Your task >>
Copy the lines of the entries below, from the line containing "Ground white cloud in the picture." through the line containing "[0,65,109,176]", both included, without any changes. Leave the pictures out of your copy.

(Records taken from a collection)
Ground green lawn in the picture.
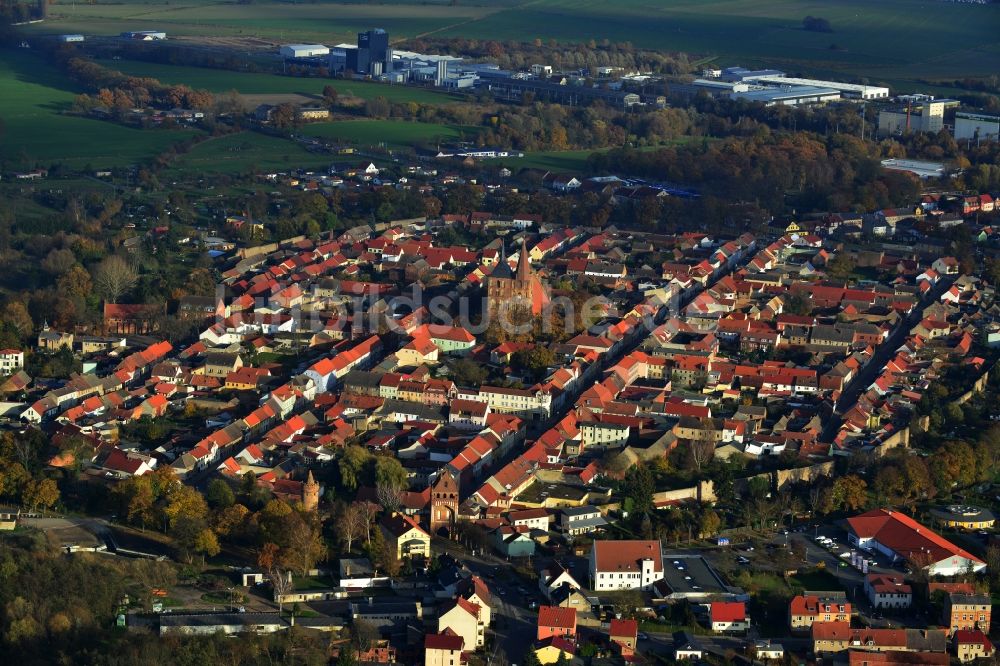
[170,132,331,175]
[302,120,479,148]
[0,50,195,169]
[29,0,1000,87]
[100,60,457,104]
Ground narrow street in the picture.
[820,278,955,442]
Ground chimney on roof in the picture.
[515,236,531,282]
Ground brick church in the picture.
[486,238,549,321]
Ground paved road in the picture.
[820,278,955,442]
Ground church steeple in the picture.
[515,236,531,282]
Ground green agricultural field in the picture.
[23,0,1000,87]
[0,50,195,169]
[164,132,331,176]
[302,120,479,148]
[105,60,457,104]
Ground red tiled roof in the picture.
[424,633,465,650]
[594,541,663,572]
[811,622,851,641]
[711,601,747,622]
[538,606,576,629]
[608,620,639,640]
[847,509,982,563]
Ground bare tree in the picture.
[337,503,367,553]
[358,501,382,543]
[267,567,292,613]
[691,439,715,472]
[375,483,403,514]
[94,254,139,303]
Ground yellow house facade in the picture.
[379,513,431,560]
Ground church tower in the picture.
[430,467,458,535]
[302,470,319,512]
[486,237,548,321]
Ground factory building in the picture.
[278,44,330,58]
[670,78,841,106]
[955,111,1000,141]
[121,30,167,42]
[878,100,945,136]
[704,67,889,100]
[732,85,841,106]
[345,28,392,76]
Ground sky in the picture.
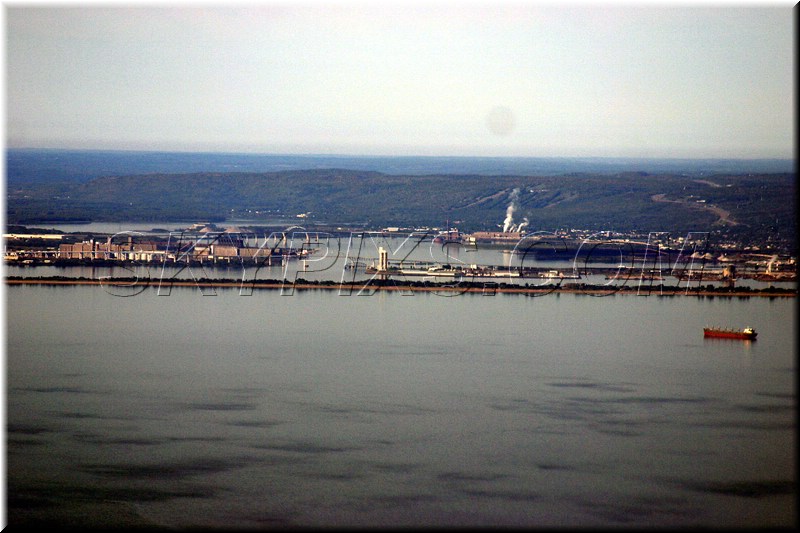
[4,1,796,158]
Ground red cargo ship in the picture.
[703,328,758,341]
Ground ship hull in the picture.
[703,328,758,341]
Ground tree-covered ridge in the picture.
[7,169,796,247]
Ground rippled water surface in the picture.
[6,286,796,528]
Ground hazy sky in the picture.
[5,2,796,158]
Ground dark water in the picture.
[6,286,796,528]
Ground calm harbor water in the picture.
[6,286,797,528]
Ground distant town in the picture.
[4,223,797,284]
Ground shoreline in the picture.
[5,278,797,298]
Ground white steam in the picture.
[503,188,528,233]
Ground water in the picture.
[6,286,796,528]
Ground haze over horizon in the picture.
[5,2,796,159]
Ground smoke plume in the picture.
[503,188,524,233]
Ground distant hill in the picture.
[6,149,795,186]
[7,162,796,249]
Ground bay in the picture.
[6,286,796,528]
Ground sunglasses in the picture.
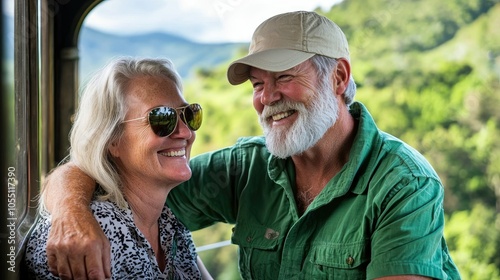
[123,103,203,137]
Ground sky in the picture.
[2,0,342,43]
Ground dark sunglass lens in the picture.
[184,104,203,131]
[149,107,177,137]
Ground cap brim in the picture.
[227,49,314,85]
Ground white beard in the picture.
[259,87,339,158]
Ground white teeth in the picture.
[272,111,292,121]
[160,150,186,157]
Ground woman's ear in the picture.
[108,139,120,157]
[334,58,351,95]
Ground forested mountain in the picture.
[2,0,500,280]
[79,27,247,78]
[186,0,500,280]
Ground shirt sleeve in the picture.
[367,174,446,279]
[167,144,241,230]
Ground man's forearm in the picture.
[43,162,95,215]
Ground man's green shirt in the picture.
[168,103,460,280]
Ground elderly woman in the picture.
[26,59,210,279]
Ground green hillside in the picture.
[78,27,247,81]
[186,0,500,280]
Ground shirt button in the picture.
[345,256,354,266]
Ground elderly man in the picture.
[41,11,460,279]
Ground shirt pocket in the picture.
[310,241,369,280]
[231,222,283,279]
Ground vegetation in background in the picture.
[185,0,500,280]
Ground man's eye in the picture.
[252,82,262,89]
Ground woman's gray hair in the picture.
[311,55,356,107]
[41,58,182,208]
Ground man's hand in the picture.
[47,208,111,280]
[42,163,111,279]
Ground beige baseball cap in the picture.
[227,11,349,85]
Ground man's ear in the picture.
[334,58,351,95]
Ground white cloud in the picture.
[85,0,341,42]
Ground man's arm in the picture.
[43,163,111,279]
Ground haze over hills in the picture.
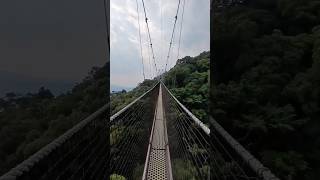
[110,84,133,92]
[0,71,76,97]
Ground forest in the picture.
[210,0,320,180]
[0,65,109,176]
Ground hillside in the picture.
[210,0,320,180]
[0,65,109,175]
[111,52,210,122]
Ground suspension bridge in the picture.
[0,81,278,180]
[0,0,278,180]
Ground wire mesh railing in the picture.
[162,84,210,180]
[110,83,159,179]
[0,104,109,180]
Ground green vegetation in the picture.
[0,66,109,174]
[210,0,320,180]
[164,52,210,123]
[110,174,126,180]
[110,79,157,115]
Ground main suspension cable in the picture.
[165,0,181,72]
[136,0,146,80]
[142,0,158,72]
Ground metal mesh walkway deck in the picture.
[144,86,172,180]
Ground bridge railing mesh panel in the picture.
[162,83,278,180]
[0,105,109,180]
[110,83,159,179]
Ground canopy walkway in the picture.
[0,82,278,180]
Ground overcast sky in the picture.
[0,0,106,97]
[110,0,210,87]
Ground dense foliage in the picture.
[210,0,320,180]
[110,79,157,115]
[0,65,109,174]
[164,52,210,123]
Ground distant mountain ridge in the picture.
[110,84,133,92]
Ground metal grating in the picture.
[147,149,168,180]
[143,86,172,180]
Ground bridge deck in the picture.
[145,86,172,180]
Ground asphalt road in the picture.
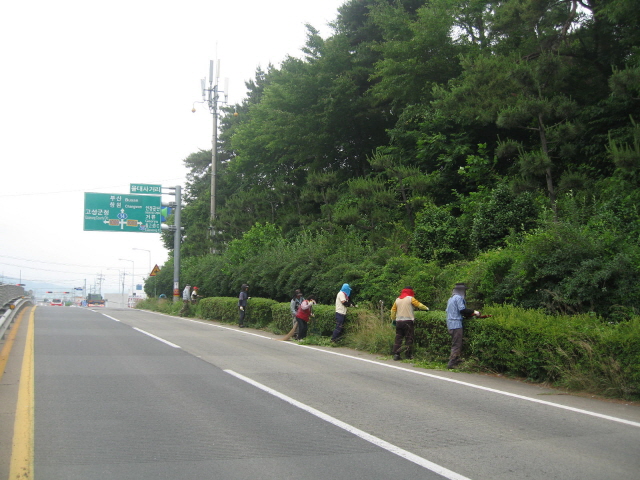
[17,307,640,480]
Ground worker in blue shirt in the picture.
[447,283,480,368]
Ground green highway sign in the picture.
[84,193,162,233]
[129,183,162,195]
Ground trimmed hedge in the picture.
[410,306,640,400]
[269,302,338,336]
[138,297,640,400]
[196,297,278,328]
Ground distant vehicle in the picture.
[87,293,105,307]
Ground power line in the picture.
[0,178,183,198]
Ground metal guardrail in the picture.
[0,285,29,339]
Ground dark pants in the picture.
[296,317,309,340]
[393,320,415,358]
[180,300,191,317]
[447,328,462,368]
[331,312,347,342]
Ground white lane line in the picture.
[292,342,640,427]
[225,370,469,480]
[138,317,640,427]
[133,327,181,348]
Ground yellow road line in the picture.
[0,308,26,380]
[9,307,36,480]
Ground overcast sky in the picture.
[0,0,345,293]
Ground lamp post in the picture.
[107,267,125,307]
[132,247,156,297]
[118,258,136,304]
[198,60,229,232]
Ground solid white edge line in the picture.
[298,345,640,427]
[138,312,640,427]
[224,370,470,480]
[133,327,180,348]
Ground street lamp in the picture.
[133,247,156,297]
[107,267,126,307]
[118,258,136,297]
[132,247,151,273]
[198,60,229,231]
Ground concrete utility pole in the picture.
[200,60,229,231]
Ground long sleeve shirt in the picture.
[447,295,473,330]
[391,296,429,321]
[238,290,249,308]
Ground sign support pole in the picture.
[173,185,182,302]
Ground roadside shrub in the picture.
[135,297,182,315]
[269,302,338,336]
[197,297,277,328]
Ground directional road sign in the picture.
[129,183,162,195]
[84,193,162,233]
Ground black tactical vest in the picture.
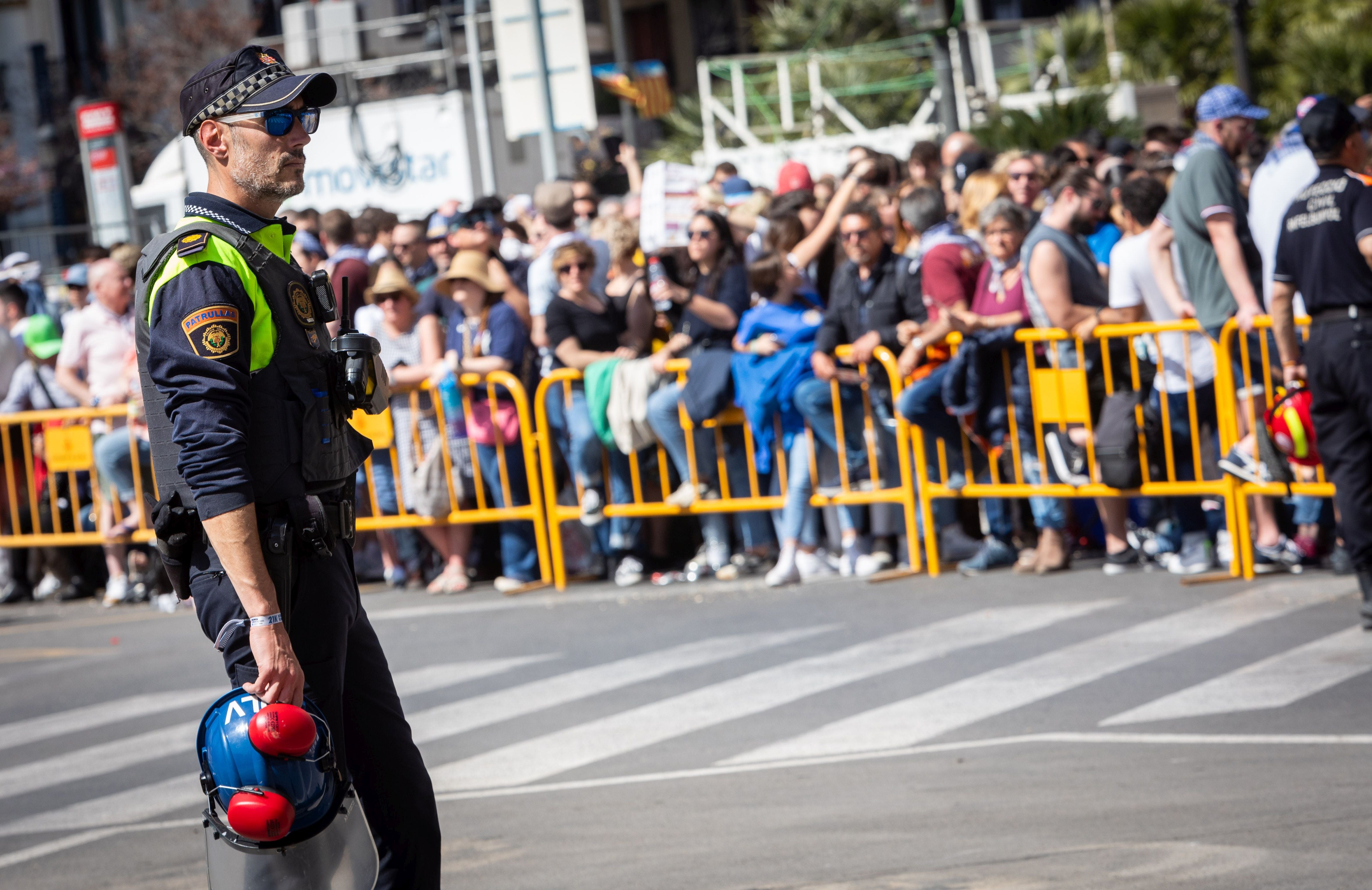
[134,223,372,505]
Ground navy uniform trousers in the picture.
[1305,319,1372,571]
[191,540,440,890]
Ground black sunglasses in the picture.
[218,108,320,136]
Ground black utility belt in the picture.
[261,495,357,556]
[1310,305,1372,324]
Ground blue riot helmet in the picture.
[195,687,347,849]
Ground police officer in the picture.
[1270,98,1372,631]
[136,47,439,890]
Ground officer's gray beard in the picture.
[229,128,305,200]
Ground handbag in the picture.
[466,398,519,445]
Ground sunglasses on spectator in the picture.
[217,108,320,136]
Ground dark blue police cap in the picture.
[181,45,337,136]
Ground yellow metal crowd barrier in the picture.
[0,316,1334,589]
[0,405,152,547]
[911,320,1239,576]
[534,346,919,589]
[1218,316,1334,578]
[0,371,552,589]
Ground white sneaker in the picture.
[853,551,896,578]
[33,571,62,599]
[1168,531,1214,574]
[795,549,834,581]
[667,481,700,507]
[615,556,644,586]
[766,547,801,586]
[582,488,605,529]
[104,576,129,606]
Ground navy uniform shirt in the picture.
[1272,165,1372,314]
[148,192,295,519]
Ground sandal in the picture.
[427,566,468,596]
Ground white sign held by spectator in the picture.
[638,161,704,253]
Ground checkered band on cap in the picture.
[184,62,291,136]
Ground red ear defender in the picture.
[228,785,295,841]
[248,703,317,757]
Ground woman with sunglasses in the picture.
[358,259,472,593]
[545,240,642,574]
[648,210,770,573]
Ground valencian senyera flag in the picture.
[591,59,672,119]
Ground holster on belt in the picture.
[152,492,204,599]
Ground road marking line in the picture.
[409,625,837,743]
[724,582,1351,764]
[0,772,204,838]
[0,819,200,868]
[435,732,1372,802]
[430,600,1120,791]
[0,655,549,802]
[392,654,561,695]
[0,685,226,751]
[1100,626,1372,727]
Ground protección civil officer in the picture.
[136,47,439,890]
[1272,96,1372,631]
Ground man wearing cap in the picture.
[1148,84,1301,573]
[1272,98,1372,631]
[136,45,439,889]
[528,180,609,349]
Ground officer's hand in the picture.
[1281,364,1306,386]
[243,624,305,705]
[1233,306,1262,334]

Result of the task >>
Ground white cloud in the picture.
[85,0,341,42]
Ground man's arm in the picture.
[43,163,111,279]
Ground haze over hills in the picture.
[110,84,133,92]
[0,71,76,97]
Ground forest in the picture.
[210,0,320,180]
[0,65,109,176]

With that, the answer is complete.